━━━ Ausgewählte Passage
Kollmorgen: Die Erwartungen einer gesicherten und liberalen Freiheits- und Rechtsordnung haben sich für die meisten erfüllt. Mit der kleinen Einschränkung, dass da, wo es um Eigentums-, Berufsrechte oder das Mietrecht ging, sich zeigte, dass es auch Härten geben wird, die das Bewusstsein der Erfolge oder Misserfolge der Deutschen Einheit aber durchaus mitbestimmen.
Was den materiellen Wohlstand betrifft, muss man ganz objektiv sagen: Das hat sich grandios erfüllt. Aber es kommt darauf an, wie die Menschen das sehen und beurteilen. Und da ist das Problem der Vergleich mit den alten Bundesländern, die ja nicht als Ganzes gesehen werden. Die meisten Ostdeutschen blicken eben doch auf Beispiele wie Hamburg-Blankenese und Konstanz, also auf die eher reichsten Schichten der Bevölkerung und auf die reichsten und schönsten Viertel und Städte. Und dann fühlen sich viele Ostdeutsche bis heute unterprivilegiert.
━━━━━━
### Aufgabe 1
Wie haben sich laut dem Interviewauszug zur Deutschen Einheit die Erwartungen beim materiellen Wohlstand objektiv erfüllt?
### Aufgabe 2
Zähle alle Rechtsbereiche auf, in denen sich laut dem Interviewauszug zur Deutschen Einheit Härten zeigten.
### Aufgabe 3
Führe den Interviewauszug zur Deutschen Einheit im Anschluss an seinen letzten Satz weiter.
━━━ Auszüge der Einträge
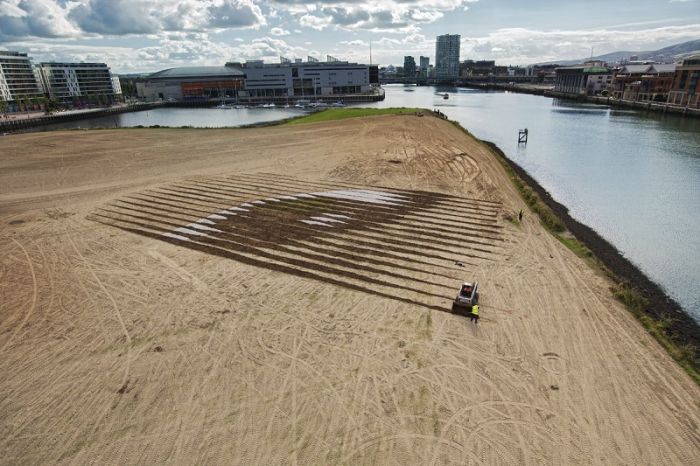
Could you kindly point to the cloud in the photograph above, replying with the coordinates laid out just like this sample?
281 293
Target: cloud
279 32
386 16
77 18
314 22
524 46
40 18
115 17
235 14
354 43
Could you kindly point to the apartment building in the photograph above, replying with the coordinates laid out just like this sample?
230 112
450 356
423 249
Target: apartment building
66 81
447 56
685 90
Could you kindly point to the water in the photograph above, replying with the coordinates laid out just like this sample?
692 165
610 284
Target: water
634 177
177 117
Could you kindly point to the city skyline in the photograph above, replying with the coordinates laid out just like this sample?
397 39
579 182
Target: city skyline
148 35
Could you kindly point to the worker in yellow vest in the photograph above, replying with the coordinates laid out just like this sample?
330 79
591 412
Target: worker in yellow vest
474 316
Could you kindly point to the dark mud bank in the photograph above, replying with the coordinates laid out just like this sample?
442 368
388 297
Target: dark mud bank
683 329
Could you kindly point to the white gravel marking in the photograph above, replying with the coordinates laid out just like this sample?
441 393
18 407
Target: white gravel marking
197 226
312 222
189 231
372 197
327 219
174 236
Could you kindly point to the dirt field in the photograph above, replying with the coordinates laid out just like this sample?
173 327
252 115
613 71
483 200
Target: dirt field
282 295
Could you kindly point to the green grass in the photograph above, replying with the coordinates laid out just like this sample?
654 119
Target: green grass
352 112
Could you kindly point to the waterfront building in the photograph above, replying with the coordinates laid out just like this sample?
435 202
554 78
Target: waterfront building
78 81
685 89
424 65
192 83
649 82
258 80
590 78
409 68
447 57
17 78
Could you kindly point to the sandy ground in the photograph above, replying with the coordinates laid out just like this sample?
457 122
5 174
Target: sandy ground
131 333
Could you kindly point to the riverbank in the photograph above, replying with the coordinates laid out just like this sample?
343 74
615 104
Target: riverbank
660 314
22 122
657 107
266 337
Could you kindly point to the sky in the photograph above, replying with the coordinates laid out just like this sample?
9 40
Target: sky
136 36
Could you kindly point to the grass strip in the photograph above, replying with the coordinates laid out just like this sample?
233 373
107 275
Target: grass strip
332 114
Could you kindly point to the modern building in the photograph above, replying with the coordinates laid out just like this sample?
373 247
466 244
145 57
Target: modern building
590 78
649 82
479 68
72 81
192 83
424 65
409 68
447 57
306 79
685 89
17 79
258 80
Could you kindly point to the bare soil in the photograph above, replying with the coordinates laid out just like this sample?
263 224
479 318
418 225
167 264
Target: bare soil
270 340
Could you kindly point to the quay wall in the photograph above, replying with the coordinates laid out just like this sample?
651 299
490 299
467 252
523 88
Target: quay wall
660 107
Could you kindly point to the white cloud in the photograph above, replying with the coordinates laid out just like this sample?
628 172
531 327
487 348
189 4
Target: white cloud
397 16
314 22
524 46
59 18
354 43
279 32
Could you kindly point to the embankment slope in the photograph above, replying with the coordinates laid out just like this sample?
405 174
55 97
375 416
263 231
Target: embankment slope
269 347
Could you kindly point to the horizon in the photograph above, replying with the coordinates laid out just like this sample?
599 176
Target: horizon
142 36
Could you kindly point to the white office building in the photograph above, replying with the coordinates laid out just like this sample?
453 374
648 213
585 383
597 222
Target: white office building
65 81
306 79
17 79
447 57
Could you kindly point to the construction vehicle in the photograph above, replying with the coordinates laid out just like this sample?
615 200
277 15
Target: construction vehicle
467 296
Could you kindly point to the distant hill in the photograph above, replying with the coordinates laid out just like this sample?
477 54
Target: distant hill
672 53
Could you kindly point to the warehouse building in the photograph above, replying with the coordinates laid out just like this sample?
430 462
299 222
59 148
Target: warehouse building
192 83
258 80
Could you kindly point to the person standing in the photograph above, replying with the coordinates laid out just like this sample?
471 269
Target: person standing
474 316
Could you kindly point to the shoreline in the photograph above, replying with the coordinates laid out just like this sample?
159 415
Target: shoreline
683 329
655 107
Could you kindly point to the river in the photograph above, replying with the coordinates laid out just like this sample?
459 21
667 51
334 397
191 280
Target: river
632 176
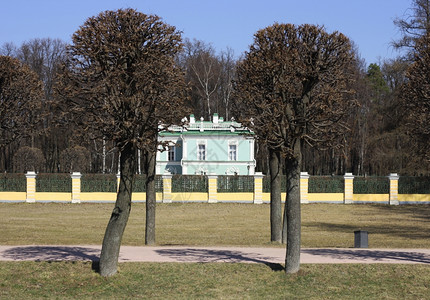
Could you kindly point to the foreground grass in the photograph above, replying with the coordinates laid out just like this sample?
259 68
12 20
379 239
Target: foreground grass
323 225
62 280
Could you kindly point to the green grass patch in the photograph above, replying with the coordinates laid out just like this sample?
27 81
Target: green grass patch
201 224
76 280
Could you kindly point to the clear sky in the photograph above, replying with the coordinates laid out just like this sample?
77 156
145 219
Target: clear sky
223 23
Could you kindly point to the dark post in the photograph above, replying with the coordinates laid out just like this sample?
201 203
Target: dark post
361 239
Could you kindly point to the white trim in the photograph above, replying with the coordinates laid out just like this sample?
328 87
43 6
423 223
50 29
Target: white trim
236 144
205 144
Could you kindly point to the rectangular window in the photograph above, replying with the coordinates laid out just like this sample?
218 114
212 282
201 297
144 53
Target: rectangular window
232 152
201 154
171 153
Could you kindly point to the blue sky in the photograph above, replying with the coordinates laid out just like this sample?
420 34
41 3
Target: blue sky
223 23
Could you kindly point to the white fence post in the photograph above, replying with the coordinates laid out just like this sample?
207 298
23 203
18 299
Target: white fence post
31 187
76 187
349 188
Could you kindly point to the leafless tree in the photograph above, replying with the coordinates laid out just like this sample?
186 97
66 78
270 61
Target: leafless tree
75 158
21 96
28 159
413 25
291 89
122 82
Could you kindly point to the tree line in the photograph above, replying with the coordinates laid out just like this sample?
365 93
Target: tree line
378 142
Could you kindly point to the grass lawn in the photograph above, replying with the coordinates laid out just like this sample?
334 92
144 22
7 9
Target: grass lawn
201 224
60 280
323 225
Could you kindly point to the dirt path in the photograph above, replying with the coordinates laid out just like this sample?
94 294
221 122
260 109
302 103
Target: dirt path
215 254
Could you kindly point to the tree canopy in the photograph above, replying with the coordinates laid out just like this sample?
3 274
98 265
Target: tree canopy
416 97
291 88
21 97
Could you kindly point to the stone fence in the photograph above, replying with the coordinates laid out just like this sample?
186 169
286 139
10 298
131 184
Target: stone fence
212 192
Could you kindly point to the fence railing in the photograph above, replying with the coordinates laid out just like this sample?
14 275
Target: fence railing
371 185
255 188
98 183
235 184
189 183
48 183
414 185
13 182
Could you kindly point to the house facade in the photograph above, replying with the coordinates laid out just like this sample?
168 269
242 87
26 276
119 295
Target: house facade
207 147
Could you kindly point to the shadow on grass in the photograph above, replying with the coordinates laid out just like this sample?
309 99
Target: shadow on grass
409 232
212 255
52 253
373 255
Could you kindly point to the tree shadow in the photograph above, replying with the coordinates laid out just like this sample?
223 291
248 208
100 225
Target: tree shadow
52 253
417 211
373 255
212 255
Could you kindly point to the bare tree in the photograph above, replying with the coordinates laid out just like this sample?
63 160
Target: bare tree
203 74
122 82
292 89
413 25
28 159
416 96
21 95
75 158
228 72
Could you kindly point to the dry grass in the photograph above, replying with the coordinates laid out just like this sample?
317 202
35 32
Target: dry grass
66 280
323 225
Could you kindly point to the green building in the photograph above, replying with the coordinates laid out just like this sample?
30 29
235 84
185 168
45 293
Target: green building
207 147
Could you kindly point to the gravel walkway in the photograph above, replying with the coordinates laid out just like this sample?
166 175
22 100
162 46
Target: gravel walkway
216 254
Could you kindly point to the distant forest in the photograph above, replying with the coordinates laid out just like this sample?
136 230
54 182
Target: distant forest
382 137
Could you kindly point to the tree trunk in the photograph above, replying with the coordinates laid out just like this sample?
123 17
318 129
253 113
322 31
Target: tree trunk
275 196
150 198
118 220
284 225
292 206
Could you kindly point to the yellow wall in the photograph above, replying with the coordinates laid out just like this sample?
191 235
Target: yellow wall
325 197
40 196
203 197
266 197
13 196
414 198
184 197
371 197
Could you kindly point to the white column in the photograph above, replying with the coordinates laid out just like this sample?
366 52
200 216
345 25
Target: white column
304 184
167 188
212 188
349 188
394 189
76 187
258 188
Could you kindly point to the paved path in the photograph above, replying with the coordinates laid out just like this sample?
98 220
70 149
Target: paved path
216 254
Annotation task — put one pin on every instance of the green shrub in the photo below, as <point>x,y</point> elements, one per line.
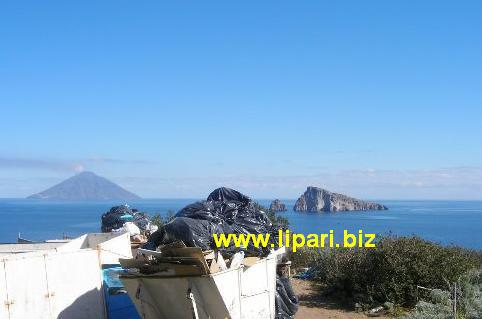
<point>392,270</point>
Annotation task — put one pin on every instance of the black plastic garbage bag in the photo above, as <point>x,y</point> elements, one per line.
<point>286,302</point>
<point>225,211</point>
<point>142,220</point>
<point>116,217</point>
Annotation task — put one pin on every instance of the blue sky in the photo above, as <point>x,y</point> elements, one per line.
<point>378,99</point>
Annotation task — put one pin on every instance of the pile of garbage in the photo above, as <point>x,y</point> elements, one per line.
<point>225,211</point>
<point>125,219</point>
<point>185,245</point>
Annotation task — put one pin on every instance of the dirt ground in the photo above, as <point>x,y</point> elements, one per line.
<point>312,306</point>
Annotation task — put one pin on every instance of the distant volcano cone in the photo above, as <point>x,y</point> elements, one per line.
<point>85,186</point>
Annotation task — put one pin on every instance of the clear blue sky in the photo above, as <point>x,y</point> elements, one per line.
<point>377,99</point>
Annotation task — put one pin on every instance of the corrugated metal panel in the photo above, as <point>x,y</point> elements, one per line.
<point>27,287</point>
<point>75,285</point>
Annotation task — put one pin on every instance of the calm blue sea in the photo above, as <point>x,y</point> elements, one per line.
<point>447,222</point>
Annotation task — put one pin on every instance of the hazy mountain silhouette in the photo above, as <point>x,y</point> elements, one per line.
<point>85,186</point>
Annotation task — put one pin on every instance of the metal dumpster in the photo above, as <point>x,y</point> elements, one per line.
<point>244,292</point>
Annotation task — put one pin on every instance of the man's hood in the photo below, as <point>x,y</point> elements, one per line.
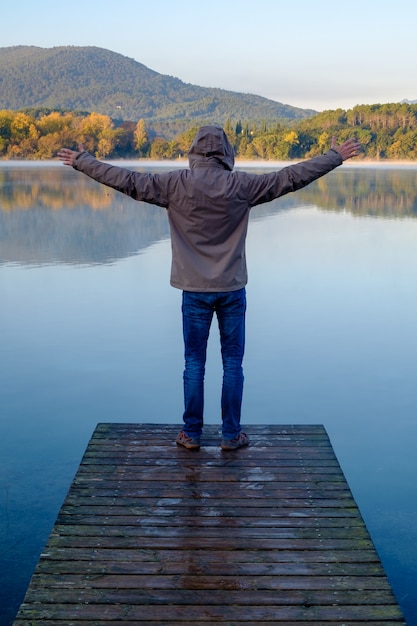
<point>211,145</point>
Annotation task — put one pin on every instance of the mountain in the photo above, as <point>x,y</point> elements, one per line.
<point>95,79</point>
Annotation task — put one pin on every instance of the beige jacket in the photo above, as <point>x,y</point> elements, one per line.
<point>208,205</point>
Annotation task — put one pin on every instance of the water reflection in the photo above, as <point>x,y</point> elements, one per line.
<point>93,333</point>
<point>54,214</point>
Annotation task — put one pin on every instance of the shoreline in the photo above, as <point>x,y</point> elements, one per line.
<point>239,163</point>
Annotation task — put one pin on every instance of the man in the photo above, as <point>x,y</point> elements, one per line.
<point>208,210</point>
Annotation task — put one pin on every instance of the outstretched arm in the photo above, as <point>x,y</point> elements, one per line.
<point>68,156</point>
<point>348,149</point>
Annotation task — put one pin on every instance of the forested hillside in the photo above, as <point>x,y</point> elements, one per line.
<point>94,79</point>
<point>387,131</point>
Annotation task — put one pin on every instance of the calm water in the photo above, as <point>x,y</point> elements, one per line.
<point>90,331</point>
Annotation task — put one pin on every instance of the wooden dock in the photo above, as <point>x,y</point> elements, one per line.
<point>151,533</point>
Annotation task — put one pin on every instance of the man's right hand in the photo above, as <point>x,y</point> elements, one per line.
<point>68,156</point>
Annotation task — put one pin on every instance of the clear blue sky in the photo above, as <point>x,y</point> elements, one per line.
<point>319,55</point>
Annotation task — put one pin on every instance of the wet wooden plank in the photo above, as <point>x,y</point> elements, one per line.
<point>155,534</point>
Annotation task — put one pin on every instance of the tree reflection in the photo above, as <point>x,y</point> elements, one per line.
<point>53,214</point>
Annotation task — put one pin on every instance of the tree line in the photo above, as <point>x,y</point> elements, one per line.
<point>387,131</point>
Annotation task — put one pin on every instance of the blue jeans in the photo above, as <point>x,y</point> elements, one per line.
<point>197,314</point>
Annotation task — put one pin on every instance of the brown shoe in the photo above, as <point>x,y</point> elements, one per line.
<point>238,442</point>
<point>192,443</point>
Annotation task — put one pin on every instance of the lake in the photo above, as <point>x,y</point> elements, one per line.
<point>90,332</point>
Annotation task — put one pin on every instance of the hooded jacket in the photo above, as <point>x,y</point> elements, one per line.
<point>208,205</point>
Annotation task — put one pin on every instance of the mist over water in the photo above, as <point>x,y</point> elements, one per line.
<point>91,332</point>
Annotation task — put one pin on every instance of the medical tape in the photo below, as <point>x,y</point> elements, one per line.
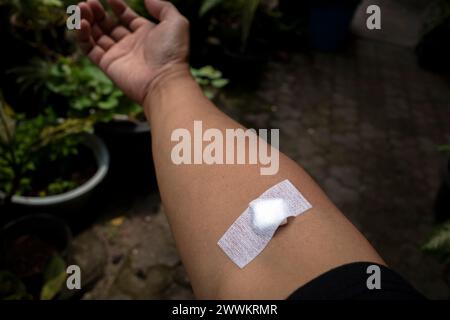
<point>254,228</point>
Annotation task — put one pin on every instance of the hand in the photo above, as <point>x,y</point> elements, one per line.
<point>133,51</point>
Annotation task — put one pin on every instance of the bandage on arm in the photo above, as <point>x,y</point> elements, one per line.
<point>203,201</point>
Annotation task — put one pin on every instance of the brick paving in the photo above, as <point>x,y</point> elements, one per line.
<point>364,123</point>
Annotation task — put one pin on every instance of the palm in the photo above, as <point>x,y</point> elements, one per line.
<point>132,53</point>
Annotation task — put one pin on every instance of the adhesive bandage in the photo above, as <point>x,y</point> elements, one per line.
<point>254,228</point>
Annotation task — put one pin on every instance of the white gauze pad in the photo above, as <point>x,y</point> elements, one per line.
<point>251,232</point>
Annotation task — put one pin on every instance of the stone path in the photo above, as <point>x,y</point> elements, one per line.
<point>364,123</point>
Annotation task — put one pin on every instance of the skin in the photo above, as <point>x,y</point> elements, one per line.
<point>149,63</point>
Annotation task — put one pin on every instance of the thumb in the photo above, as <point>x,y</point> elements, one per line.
<point>162,10</point>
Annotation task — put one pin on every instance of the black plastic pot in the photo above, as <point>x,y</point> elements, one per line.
<point>329,23</point>
<point>131,168</point>
<point>442,202</point>
<point>27,244</point>
<point>73,200</point>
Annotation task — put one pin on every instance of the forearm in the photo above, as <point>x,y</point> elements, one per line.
<point>202,201</point>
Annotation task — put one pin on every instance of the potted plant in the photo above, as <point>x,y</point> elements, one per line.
<point>442,202</point>
<point>438,245</point>
<point>48,162</point>
<point>238,35</point>
<point>33,254</point>
<point>329,22</point>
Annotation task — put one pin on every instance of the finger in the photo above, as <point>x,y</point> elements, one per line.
<point>162,10</point>
<point>101,18</point>
<point>119,32</point>
<point>84,36</point>
<point>87,44</point>
<point>105,42</point>
<point>96,55</point>
<point>86,12</point>
<point>96,32</point>
<point>126,15</point>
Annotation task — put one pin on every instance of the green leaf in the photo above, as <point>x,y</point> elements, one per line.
<point>12,288</point>
<point>209,72</point>
<point>208,5</point>
<point>439,243</point>
<point>54,278</point>
<point>219,83</point>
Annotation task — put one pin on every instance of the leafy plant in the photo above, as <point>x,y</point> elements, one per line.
<point>246,9</point>
<point>27,144</point>
<point>87,90</point>
<point>53,279</point>
<point>37,14</point>
<point>210,80</point>
<point>12,288</point>
<point>439,243</point>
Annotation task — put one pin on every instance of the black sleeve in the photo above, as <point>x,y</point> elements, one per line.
<point>350,282</point>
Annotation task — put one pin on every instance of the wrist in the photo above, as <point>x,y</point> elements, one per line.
<point>165,79</point>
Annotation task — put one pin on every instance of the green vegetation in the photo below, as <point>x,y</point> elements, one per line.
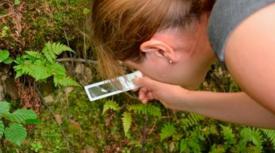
<point>37,74</point>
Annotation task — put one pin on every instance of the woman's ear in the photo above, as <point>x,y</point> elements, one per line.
<point>159,48</point>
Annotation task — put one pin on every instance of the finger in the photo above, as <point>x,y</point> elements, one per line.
<point>147,82</point>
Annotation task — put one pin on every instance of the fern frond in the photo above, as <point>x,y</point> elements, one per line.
<point>228,135</point>
<point>110,105</point>
<point>4,108</point>
<point>167,131</point>
<point>4,55</point>
<point>52,50</point>
<point>22,116</point>
<point>192,119</point>
<point>250,135</point>
<point>15,133</point>
<point>127,122</point>
<point>65,82</point>
<point>2,129</point>
<point>270,134</point>
<point>146,109</point>
<point>34,54</point>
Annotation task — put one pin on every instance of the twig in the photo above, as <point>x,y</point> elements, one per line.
<point>80,60</point>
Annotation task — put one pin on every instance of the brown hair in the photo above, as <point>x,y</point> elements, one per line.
<point>120,26</point>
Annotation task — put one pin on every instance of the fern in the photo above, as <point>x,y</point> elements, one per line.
<point>146,109</point>
<point>228,136</point>
<point>270,134</point>
<point>4,108</point>
<point>110,105</point>
<point>4,57</point>
<point>217,149</point>
<point>250,135</point>
<point>167,131</point>
<point>191,120</point>
<point>127,122</point>
<point>15,133</point>
<point>52,50</point>
<point>2,128</point>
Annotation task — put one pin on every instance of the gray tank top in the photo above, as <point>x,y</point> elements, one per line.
<point>226,16</point>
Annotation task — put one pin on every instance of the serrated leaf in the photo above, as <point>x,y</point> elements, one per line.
<point>52,50</point>
<point>146,109</point>
<point>4,108</point>
<point>17,2</point>
<point>22,115</point>
<point>4,55</point>
<point>167,131</point>
<point>64,81</point>
<point>34,54</point>
<point>8,61</point>
<point>2,129</point>
<point>110,105</point>
<point>127,122</point>
<point>15,133</point>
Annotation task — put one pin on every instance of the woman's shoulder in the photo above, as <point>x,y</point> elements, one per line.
<point>226,16</point>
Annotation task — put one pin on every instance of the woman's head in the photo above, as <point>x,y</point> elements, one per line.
<point>148,32</point>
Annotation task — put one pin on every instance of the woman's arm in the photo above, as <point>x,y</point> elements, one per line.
<point>230,107</point>
<point>250,56</point>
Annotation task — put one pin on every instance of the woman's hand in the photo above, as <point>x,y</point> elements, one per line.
<point>171,96</point>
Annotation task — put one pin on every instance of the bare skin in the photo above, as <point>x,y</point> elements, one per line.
<point>250,57</point>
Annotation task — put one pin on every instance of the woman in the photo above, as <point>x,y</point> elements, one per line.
<point>173,43</point>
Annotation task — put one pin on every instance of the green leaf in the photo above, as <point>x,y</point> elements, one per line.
<point>17,2</point>
<point>8,61</point>
<point>167,131</point>
<point>22,116</point>
<point>146,109</point>
<point>2,128</point>
<point>270,135</point>
<point>4,55</point>
<point>34,54</point>
<point>15,133</point>
<point>4,108</point>
<point>249,135</point>
<point>110,105</point>
<point>52,50</point>
<point>64,81</point>
<point>228,135</point>
<point>127,122</point>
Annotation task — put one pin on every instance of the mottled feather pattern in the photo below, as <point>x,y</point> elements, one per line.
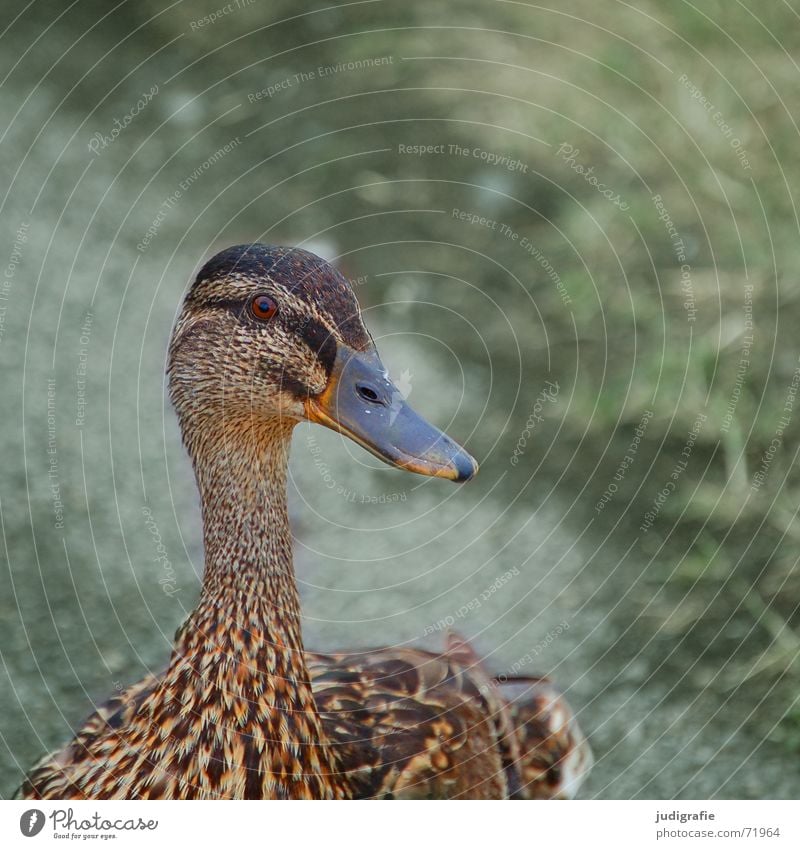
━━━━━━
### Lösung 1
Grandios.

### Lösung 2
Eigentumsrechte, Berufsrechte, Mietrecht

### Lösung 3
tagesschau.de: Wie hat sich die Zufriedenheit der Menschen in der ehemaligen DDR entwickelt und wie ist es jetzt?
Kollmorgen: Es lässt sich ein Grundtrend beschreiben: Demnach hat die Zufriedenheit zugenommen, trotz der vielen Debatten über die Erfolge der Einheit, über "Bürger zweiter Klasse" und über AfD-Wahlergebnisse. Die Ostdeutschen insgesamt waren eigentlich nie zufriedener als jetzt. Also jedenfalls bis 2019, also bis zur Pandemie.
Man kann aber zugleich sehr deutlich die Einbrüche in der Lebenszufriedenheit sehen, sobald es zu Krisenphänomenen kam: Anfang der 1990er-Jahre mit der Treuhand, in den 2000er-Jahren bei der Agenda 2010 und den Hartz-IV-Gesetzen oder während der Migrationskrise.
Aber insgesamt gab es eben eher eine Aufwärtsbewegung, die ja so irritierend kontrastiert zu den Wahlergebnissen der Parteien, die sich ausdrücklich als systemkritisch verstehen.
"Eine Art Fehlschluss"
tagesschau.de: Wie kommt es denn dann zu diesen Wahlergebnissen?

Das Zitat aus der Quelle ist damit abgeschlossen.